> 課題内容: 「Practice step: pin every instance of the forest」を含む行からリストの最後までの行を、両端の行も含めて一字一句変えずに書き写してください。

-=-=-

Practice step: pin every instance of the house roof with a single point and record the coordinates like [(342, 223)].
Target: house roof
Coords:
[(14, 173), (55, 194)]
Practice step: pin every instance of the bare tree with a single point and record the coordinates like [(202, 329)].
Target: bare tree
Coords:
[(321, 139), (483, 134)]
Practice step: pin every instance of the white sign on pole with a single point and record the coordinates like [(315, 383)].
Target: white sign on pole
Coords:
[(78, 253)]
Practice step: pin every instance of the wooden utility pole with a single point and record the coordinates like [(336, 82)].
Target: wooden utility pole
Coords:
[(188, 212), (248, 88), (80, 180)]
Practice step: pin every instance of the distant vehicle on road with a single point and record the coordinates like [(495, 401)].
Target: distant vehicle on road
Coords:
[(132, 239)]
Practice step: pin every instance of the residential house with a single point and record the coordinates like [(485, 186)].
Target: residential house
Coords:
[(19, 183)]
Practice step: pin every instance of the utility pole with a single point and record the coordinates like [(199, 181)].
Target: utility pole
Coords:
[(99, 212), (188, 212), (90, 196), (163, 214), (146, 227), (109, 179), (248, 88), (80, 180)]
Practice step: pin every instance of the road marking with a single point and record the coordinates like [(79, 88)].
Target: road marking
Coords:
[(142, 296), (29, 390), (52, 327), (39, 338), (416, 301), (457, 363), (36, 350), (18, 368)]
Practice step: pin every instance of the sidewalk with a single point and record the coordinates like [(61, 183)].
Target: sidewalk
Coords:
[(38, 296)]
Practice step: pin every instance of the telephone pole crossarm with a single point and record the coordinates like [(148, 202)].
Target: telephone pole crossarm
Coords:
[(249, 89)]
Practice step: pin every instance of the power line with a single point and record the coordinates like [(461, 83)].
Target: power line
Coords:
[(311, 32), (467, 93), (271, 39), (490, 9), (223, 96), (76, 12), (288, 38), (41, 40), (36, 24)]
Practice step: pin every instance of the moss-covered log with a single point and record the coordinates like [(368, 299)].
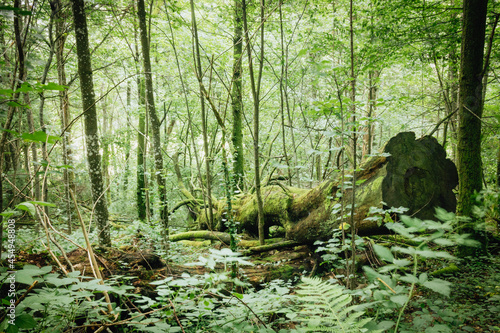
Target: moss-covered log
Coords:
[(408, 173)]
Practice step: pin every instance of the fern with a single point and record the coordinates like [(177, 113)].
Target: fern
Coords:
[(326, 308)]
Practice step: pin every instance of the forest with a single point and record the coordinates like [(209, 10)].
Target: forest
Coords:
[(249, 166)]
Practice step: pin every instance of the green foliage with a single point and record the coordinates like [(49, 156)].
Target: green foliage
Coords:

-=-=-

> 完成した解答:
Practice step: pin every instance of the forest with a single point and record the coordinates like [(209, 10)].
Target: forest
Coords:
[(249, 166)]
Practice step: pin every instance of the green foliage with a single point and record the coordinates like [(49, 156)].
Target: green foliage
Coords:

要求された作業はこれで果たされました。